Отрывок для чтения:
Ваш отец и муж Андрей.
Целуй папу, маму, Каю. А.
26 ноября 1916 г. Бряза.
Моя драгоценная, золотая, ненаглядная и красивая женушка!
Поздравляю тебя, мою милую боевую именинницу, с нашим праздником. Сегодня меня уже со всех сторон поздравляли, и я не в первый раз почувствовал гордость и глубокую радость считать себя членом славной семьи георгиевских кавалеров… радость не потому, что белый крестик дает мне преимущества – это дело преходящее, а потому что он включает меня в семью храбрых; самая аристократическая семья, которую я только могу представить и о которой в душе я давно мечтал. Аристократизм есть разный – по происхождению (дворяне…), по уму (ученые…), по дарованию и таланту (артисты, художники…), по золоту (миллиардеры, богачи…) и т. д.; все это аристократизм почтенный, заслуживающий внимания, но меня гораздо более трогает аристократизм по другому признаку – по храбрости, по способности в нужные минуты «положить жизнь свою за други своя». Это письмо тебе вручит Александр Николаевич Капустин, славный юноша, правая рука начальника штаба по оперативной и разведывательной части, прекрасно знающий языки. Он тебе передаст 600 рублей и два пуда сахару. О получении сейчас же мне пиши, о получении сахару как-нибудь условно. Я с Сергеем Ивановичем послал тебе 900 рублей; о получении их также пиши и в 2–3 письмах подряд, не получу долго одно – получу другое. Видишь, женка, какую уйму деньжищ я тебе пересылаю. Так как это деньги все сверх комплекта, то условие лучше денег – четверть или пятую часть их клади Ейке, а я уж об этом и напоминать тебе не буду. Таким образом, из пересылаемой суммы в 1500 рублей Ейка должна иметь для своей копилки не менее 300 рублей или – если тебе будет угодно – 375. А сколько у нее будет денег, ты об этом мне отписывай, чтобы моя дочурка не оставалась в обиде.

Задания:
(1) Пожалуйста, ответьте по письму на вопросы:
(а) Какие дата и место указаны перед обращением «Моя драгоценная, золотая, ненаглядная и красивая женушка!»?
(б) Кто, по словам автора, вручит это письмо?
(в) Сколько рублей автор послал с Сергеем Ивановичем?
(2) Перепишите записи с самого их начала по строку, содержащую «465), (249, 465)]», включительно, заменив «plant stem» на «flower stem» и не меняя больше ничего. Изображения в ответ не включайте.

Исходные материалы:

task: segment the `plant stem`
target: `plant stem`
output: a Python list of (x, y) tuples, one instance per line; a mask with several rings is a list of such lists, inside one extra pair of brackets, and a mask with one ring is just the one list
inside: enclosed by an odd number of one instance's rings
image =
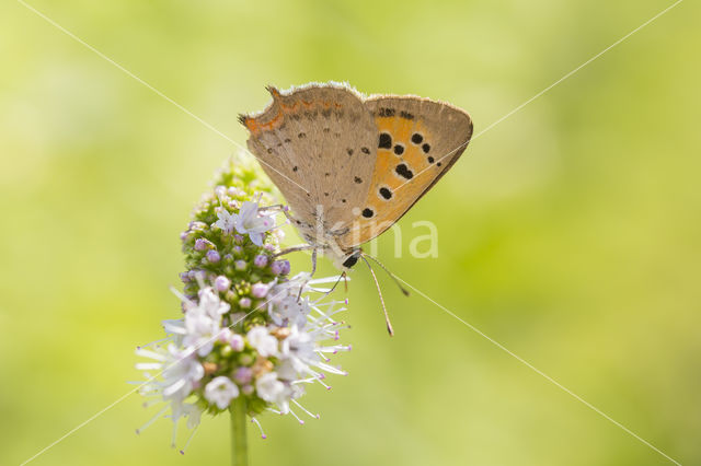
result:
[(249, 446), (245, 436), (245, 398), (239, 396), (229, 406), (231, 416), (231, 465), (249, 465)]

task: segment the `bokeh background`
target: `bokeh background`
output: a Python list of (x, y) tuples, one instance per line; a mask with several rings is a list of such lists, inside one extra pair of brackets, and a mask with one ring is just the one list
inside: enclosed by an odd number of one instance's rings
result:
[[(670, 1), (30, 3), (231, 139), (264, 85), (343, 80), (468, 109), (479, 132)], [(701, 464), (701, 47), (686, 1), (475, 139), (402, 221), (438, 258), (392, 270), (681, 464)], [(16, 1), (0, 5), (0, 463), (130, 389), (179, 314), (179, 233), (237, 151)], [(290, 235), (288, 243), (295, 243)], [(308, 258), (295, 258), (297, 270)], [(330, 272), (326, 264), (324, 272)], [(350, 283), (350, 373), (253, 465), (664, 465), (432, 302)], [(228, 464), (228, 420), (185, 456), (133, 395), (33, 464)]]

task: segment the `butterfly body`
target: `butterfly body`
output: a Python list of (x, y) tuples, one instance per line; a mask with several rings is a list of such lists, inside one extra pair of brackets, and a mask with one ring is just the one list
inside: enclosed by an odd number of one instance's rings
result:
[(428, 98), (366, 98), (334, 83), (268, 91), (265, 110), (240, 118), (249, 149), (304, 241), (341, 268), (434, 186), (472, 136), (466, 112)]

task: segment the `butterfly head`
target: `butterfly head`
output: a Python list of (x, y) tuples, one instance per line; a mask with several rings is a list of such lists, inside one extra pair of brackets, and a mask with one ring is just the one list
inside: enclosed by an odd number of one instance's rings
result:
[(336, 255), (334, 257), (334, 265), (340, 270), (349, 270), (358, 263), (361, 254), (363, 251), (360, 251), (359, 247), (350, 249), (348, 252), (344, 252), (342, 255)]

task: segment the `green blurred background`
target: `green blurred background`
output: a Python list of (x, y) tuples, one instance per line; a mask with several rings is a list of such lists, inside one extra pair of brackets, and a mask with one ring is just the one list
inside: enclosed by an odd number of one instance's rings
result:
[[(468, 109), (479, 132), (671, 4), (34, 0), (58, 24), (244, 143), (265, 84), (344, 80)], [(480, 136), (401, 222), (439, 257), (380, 257), (682, 464), (701, 464), (701, 31), (686, 1)], [(179, 315), (179, 233), (227, 139), (15, 1), (0, 5), (0, 463), (130, 389), (134, 348)], [(412, 233), (414, 232), (414, 233)], [(288, 236), (288, 243), (295, 243)], [(308, 268), (308, 258), (294, 267)], [(330, 272), (326, 264), (323, 272)], [(671, 464), (382, 277), (350, 286), (350, 374), (251, 432), (252, 465)], [(133, 395), (35, 465), (229, 462), (228, 420), (187, 454)]]

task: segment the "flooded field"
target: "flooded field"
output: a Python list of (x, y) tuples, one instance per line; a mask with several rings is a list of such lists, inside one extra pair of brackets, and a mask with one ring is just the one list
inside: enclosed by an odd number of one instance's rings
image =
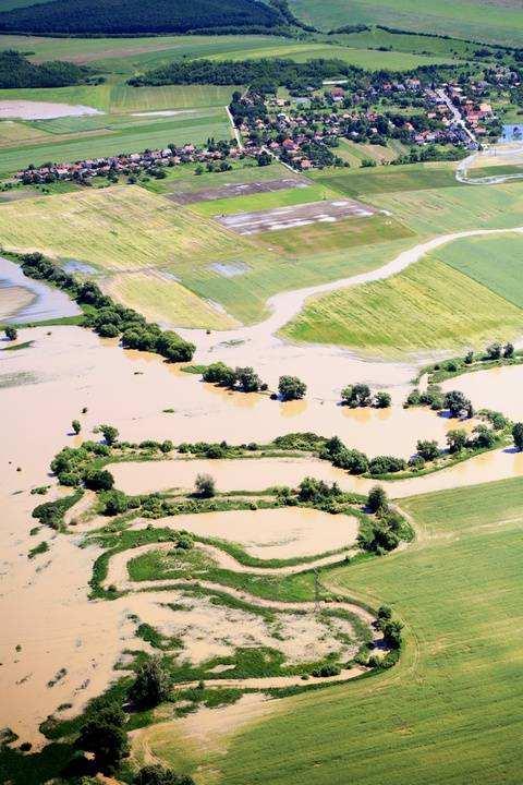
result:
[(76, 303), (60, 289), (27, 278), (20, 265), (0, 256), (0, 318), (24, 323), (80, 313)]
[(511, 420), (523, 420), (523, 365), (476, 371), (443, 382), (441, 387), (448, 391), (459, 389), (470, 398), (476, 409), (495, 409)]
[(0, 120), (21, 118), (22, 120), (54, 120), (59, 117), (82, 117), (83, 114), (104, 114), (93, 107), (51, 101), (1, 100)]
[(138, 520), (133, 528), (149, 523), (240, 543), (248, 554), (262, 559), (314, 556), (351, 546), (358, 531), (356, 518), (297, 507)]

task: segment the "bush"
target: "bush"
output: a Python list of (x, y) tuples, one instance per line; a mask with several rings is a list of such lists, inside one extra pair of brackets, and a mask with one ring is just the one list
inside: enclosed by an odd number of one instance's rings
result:
[(146, 765), (134, 775), (133, 785), (194, 785), (188, 774), (175, 774), (159, 763)]
[(406, 462), (403, 458), (394, 458), (394, 456), (377, 456), (368, 464), (370, 474), (393, 474), (405, 468)]
[(373, 406), (376, 409), (388, 409), (392, 402), (392, 399), (388, 392), (384, 392), (384, 390), (380, 390), (379, 392), (376, 392), (374, 397)]
[(370, 512), (381, 512), (389, 508), (387, 492), (381, 485), (375, 485), (368, 492), (367, 508)]
[(366, 384), (349, 385), (341, 390), (341, 400), (351, 409), (370, 406), (370, 388)]
[(195, 482), (196, 493), (203, 498), (216, 496), (216, 483), (210, 474), (198, 474)]
[(416, 445), (417, 452), (424, 460), (436, 460), (439, 456), (439, 447), (437, 442), (428, 442), (419, 439)]
[(160, 657), (147, 660), (130, 690), (131, 700), (141, 709), (154, 709), (169, 698), (171, 679)]
[(281, 400), (299, 400), (305, 396), (307, 385), (297, 378), (297, 376), (280, 376), (278, 383), (278, 392)]
[(104, 514), (121, 515), (129, 509), (129, 500), (123, 491), (108, 491), (104, 496)]
[(83, 480), (89, 491), (110, 491), (114, 485), (114, 478), (107, 469), (88, 469)]

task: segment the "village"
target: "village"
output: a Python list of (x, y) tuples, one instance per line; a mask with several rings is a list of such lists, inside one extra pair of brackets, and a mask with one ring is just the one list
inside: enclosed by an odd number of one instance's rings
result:
[[(232, 140), (208, 140), (205, 148), (170, 144), (162, 149), (74, 162), (29, 165), (16, 172), (15, 181), (26, 185), (57, 180), (90, 184), (95, 177), (115, 181), (125, 176), (132, 183), (143, 174), (165, 178), (166, 167), (190, 162), (200, 165), (197, 173), (204, 167), (227, 171), (231, 167), (228, 159), (240, 157), (252, 157), (259, 166), (278, 159), (296, 171), (348, 167), (337, 154), (340, 140), (384, 147), (396, 140), (404, 153), (389, 161), (392, 165), (457, 160), (499, 138), (501, 123), (490, 96), (520, 85), (516, 72), (499, 67), (483, 80), (439, 85), (406, 77), (349, 90), (343, 80), (333, 80), (324, 83), (321, 90), (311, 87), (285, 96), (251, 88), (243, 95), (234, 93), (228, 108), (234, 125)], [(362, 166), (376, 162), (363, 159)]]

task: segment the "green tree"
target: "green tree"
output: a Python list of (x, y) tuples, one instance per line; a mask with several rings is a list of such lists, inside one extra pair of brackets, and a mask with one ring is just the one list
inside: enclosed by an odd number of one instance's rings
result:
[(216, 483), (214, 478), (210, 476), (210, 474), (198, 474), (194, 484), (196, 487), (196, 493), (199, 496), (203, 496), (204, 498), (210, 498), (211, 496), (216, 496)]
[(467, 433), (464, 428), (454, 428), (447, 434), (447, 444), (449, 452), (460, 452), (466, 447), (469, 440)]
[(370, 512), (385, 512), (389, 508), (387, 492), (381, 485), (375, 485), (368, 492), (367, 508)]
[(427, 439), (419, 439), (416, 449), (422, 456), (423, 460), (436, 460), (439, 456), (439, 447), (437, 442), (429, 442)]
[(520, 451), (523, 450), (523, 423), (514, 423), (512, 427), (512, 438), (514, 439), (514, 447)]
[(106, 439), (106, 444), (112, 447), (119, 436), (118, 428), (114, 425), (100, 425), (100, 432)]
[(119, 706), (107, 706), (92, 715), (75, 742), (77, 749), (92, 752), (98, 771), (112, 774), (129, 756), (125, 714)]
[(299, 400), (305, 396), (307, 385), (297, 376), (280, 376), (278, 391), (283, 401)]
[(130, 698), (141, 709), (154, 709), (169, 698), (171, 678), (160, 657), (147, 660), (131, 687)]

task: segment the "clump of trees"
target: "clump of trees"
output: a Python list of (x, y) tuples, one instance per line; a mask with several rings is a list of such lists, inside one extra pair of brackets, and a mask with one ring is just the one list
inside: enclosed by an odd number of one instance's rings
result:
[(297, 376), (280, 376), (278, 392), (281, 400), (300, 400), (304, 398), (306, 391), (307, 385), (297, 378)]
[(187, 362), (195, 352), (194, 343), (172, 330), (161, 330), (133, 309), (115, 303), (94, 281), (80, 283), (69, 273), (40, 253), (24, 254), (22, 269), (37, 280), (47, 280), (63, 289), (87, 311), (84, 324), (106, 338), (121, 337), (124, 349), (138, 349), (161, 354), (169, 362)]
[(218, 387), (240, 389), (242, 392), (258, 392), (267, 389), (267, 385), (251, 366), (232, 369), (223, 362), (216, 362), (207, 365), (202, 378)]
[(195, 488), (202, 498), (211, 498), (216, 496), (216, 482), (210, 474), (198, 474), (196, 476)]
[(161, 657), (150, 657), (139, 667), (129, 697), (139, 709), (154, 709), (168, 700), (171, 692), (171, 677)]
[(342, 403), (351, 407), (351, 409), (369, 406), (373, 406), (376, 409), (387, 409), (390, 407), (391, 402), (391, 398), (388, 392), (380, 390), (373, 397), (370, 387), (362, 383), (344, 387), (341, 390), (341, 400)]

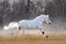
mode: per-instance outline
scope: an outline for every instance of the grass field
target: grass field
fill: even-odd
[[[28,32],[26,32],[28,33]],[[33,32],[30,32],[33,33]],[[0,36],[0,44],[66,44],[66,32],[50,32],[45,37],[42,34],[18,34],[16,36]]]

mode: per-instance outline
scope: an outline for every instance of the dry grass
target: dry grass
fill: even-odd
[[[0,44],[66,44],[66,34],[48,33],[48,37],[38,34],[0,36]]]

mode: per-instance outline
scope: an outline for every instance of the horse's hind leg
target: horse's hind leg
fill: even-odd
[[[44,34],[44,32],[42,32],[42,34]]]

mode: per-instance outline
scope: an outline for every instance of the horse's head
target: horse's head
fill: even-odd
[[[52,22],[51,22],[51,19],[50,19],[50,15],[45,15],[45,22],[47,23],[47,24],[51,24]]]
[[[52,23],[48,14],[47,14],[47,15],[41,14],[40,16],[41,16],[41,19],[42,19],[44,22],[46,22],[47,24],[51,24],[51,23]]]

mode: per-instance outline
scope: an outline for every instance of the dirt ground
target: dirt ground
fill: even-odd
[[[66,44],[66,32],[50,32],[46,34],[48,37],[42,34],[38,35],[37,33],[38,32],[25,35],[18,34],[16,36],[0,35],[0,44]]]

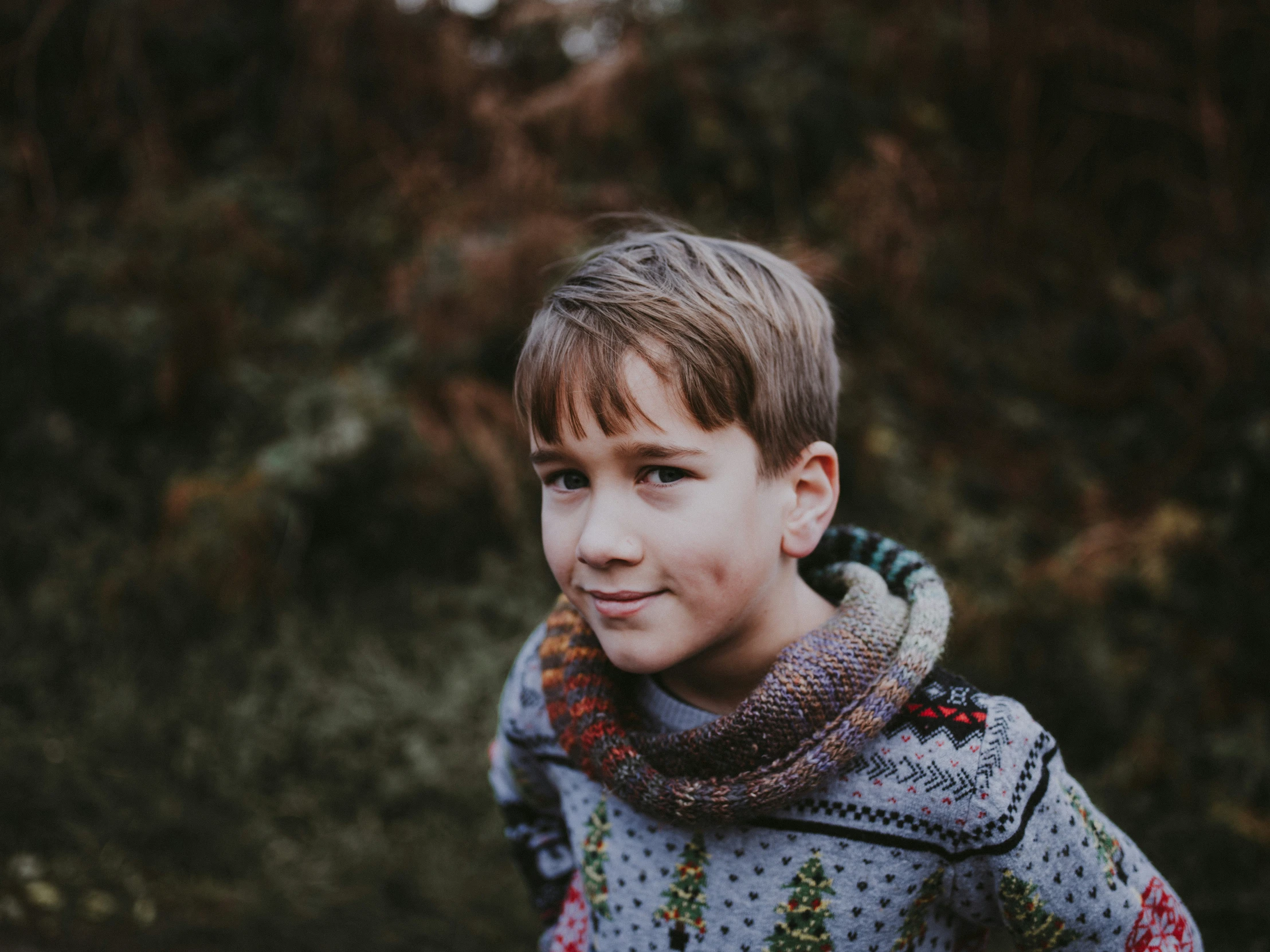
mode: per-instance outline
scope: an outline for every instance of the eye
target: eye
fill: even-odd
[[[587,477],[583,476],[577,470],[561,470],[560,472],[554,472],[544,480],[549,486],[555,489],[563,489],[568,493],[574,490],[585,489],[589,484]]]
[[[648,481],[654,486],[669,486],[672,482],[678,482],[687,475],[688,473],[683,470],[678,470],[673,466],[654,466],[648,471]]]

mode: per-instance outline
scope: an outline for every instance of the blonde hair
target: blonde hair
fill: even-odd
[[[579,400],[606,435],[643,411],[627,355],[673,386],[705,430],[739,423],[759,471],[781,472],[833,442],[839,368],[824,296],[756,245],[678,230],[627,232],[591,251],[533,316],[516,368],[516,406],[533,434],[584,433]]]

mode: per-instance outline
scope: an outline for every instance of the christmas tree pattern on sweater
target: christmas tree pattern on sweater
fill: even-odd
[[[1006,869],[1001,876],[1001,911],[1019,952],[1049,952],[1069,946],[1076,935],[1057,915],[1045,911],[1036,886]]]
[[[710,854],[706,853],[705,836],[697,833],[679,853],[674,866],[676,880],[662,895],[665,902],[653,913],[654,920],[662,919],[671,927],[671,948],[683,949],[688,946],[688,930],[697,930],[697,939],[706,934],[706,866]]]
[[[776,906],[785,920],[776,923],[763,952],[833,952],[833,939],[824,925],[833,913],[826,896],[837,894],[833,880],[826,876],[820,864],[820,850],[812,850],[810,858],[782,889],[792,890],[790,897]]]
[[[605,859],[608,858],[608,800],[601,797],[596,809],[587,817],[587,835],[582,840],[582,883],[591,905],[593,922],[597,916],[612,919],[608,909],[608,876],[605,873]]]
[[[913,904],[904,914],[904,924],[899,927],[892,952],[913,952],[917,943],[926,938],[926,915],[931,906],[944,894],[944,867],[941,866],[925,880],[913,896]]]

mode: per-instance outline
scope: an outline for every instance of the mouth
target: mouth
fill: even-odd
[[[598,589],[583,589],[596,605],[596,611],[605,618],[630,618],[654,598],[664,594],[665,589],[658,592],[601,592]]]

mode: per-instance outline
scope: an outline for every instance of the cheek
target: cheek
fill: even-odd
[[[578,548],[578,539],[573,532],[572,523],[563,514],[542,506],[542,553],[547,559],[551,574],[563,586],[573,569],[574,552]]]

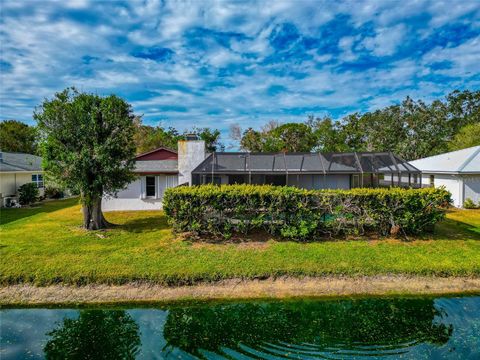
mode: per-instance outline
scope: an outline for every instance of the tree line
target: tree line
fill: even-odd
[[[301,123],[270,121],[260,130],[233,125],[230,137],[252,152],[392,151],[414,160],[480,145],[480,91],[456,90],[430,104],[407,97],[339,121],[309,116]]]
[[[207,151],[223,151],[220,131],[151,126],[134,119],[137,154],[159,147],[173,150],[178,140],[196,133]],[[309,116],[299,123],[270,121],[259,129],[230,128],[236,147],[251,152],[392,151],[406,160],[480,145],[480,91],[455,90],[430,104],[407,97],[398,105],[353,113],[335,121],[331,116]],[[36,154],[37,128],[16,120],[0,124],[0,149]]]

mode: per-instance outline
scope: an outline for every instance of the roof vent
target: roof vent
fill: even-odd
[[[185,135],[185,140],[187,141],[195,141],[198,140],[197,134],[191,133],[191,134],[186,134]]]

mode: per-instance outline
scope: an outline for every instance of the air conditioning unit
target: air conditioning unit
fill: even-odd
[[[13,196],[7,196],[3,198],[4,207],[20,207],[18,204],[17,198]]]

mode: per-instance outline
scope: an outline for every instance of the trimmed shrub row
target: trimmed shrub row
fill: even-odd
[[[338,235],[410,235],[432,229],[451,202],[444,189],[304,190],[269,185],[168,189],[174,231],[229,238],[263,230],[295,240]]]

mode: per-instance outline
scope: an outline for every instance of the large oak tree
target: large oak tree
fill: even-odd
[[[0,150],[37,153],[36,129],[17,120],[0,123]]]
[[[34,112],[47,174],[80,193],[83,225],[106,228],[101,200],[134,179],[134,119],[131,106],[110,95],[55,94]]]

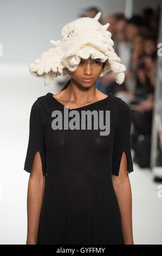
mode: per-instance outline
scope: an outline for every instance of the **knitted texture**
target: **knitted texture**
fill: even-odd
[[[61,30],[61,40],[50,42],[55,46],[43,52],[29,66],[31,75],[42,77],[48,86],[54,78],[70,75],[77,68],[81,58],[100,58],[106,62],[100,76],[112,70],[116,82],[124,81],[125,66],[114,52],[112,34],[107,31],[109,23],[102,25],[99,21],[101,13],[94,18],[83,17],[68,23]]]

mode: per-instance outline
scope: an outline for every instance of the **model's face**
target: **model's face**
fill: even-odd
[[[95,84],[96,80],[99,77],[102,71],[103,62],[100,59],[81,59],[80,63],[75,71],[70,72],[72,78],[79,84],[83,87],[90,87]],[[91,79],[88,82],[83,79]]]

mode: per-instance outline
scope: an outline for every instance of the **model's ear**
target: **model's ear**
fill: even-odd
[[[53,41],[53,40],[51,40]],[[31,75],[44,79],[45,85],[49,85],[50,81],[57,76],[62,74],[62,50],[60,41],[50,42],[57,45],[42,53],[40,59],[36,59],[29,66]]]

Ответы к упражнению:
(1)
(а) 26 ноября 1916 г., Бряза.
(б) Александр Николаевич Капустин.
(в) 900 рублей.

(2)
task: segment the `flower stem`
target: `flower stem`
output: a Python list of (x, y) tuples, one instance per line; a mask with several rings is a list of such lists, inside one extra pair of brackets, and a mask with one ring is just the one list
inside: enclosed by an odd number of one instance's rings
image =
result:
[(249, 446), (245, 436), (245, 398), (239, 396), (229, 406), (231, 416), (231, 465), (249, 465)]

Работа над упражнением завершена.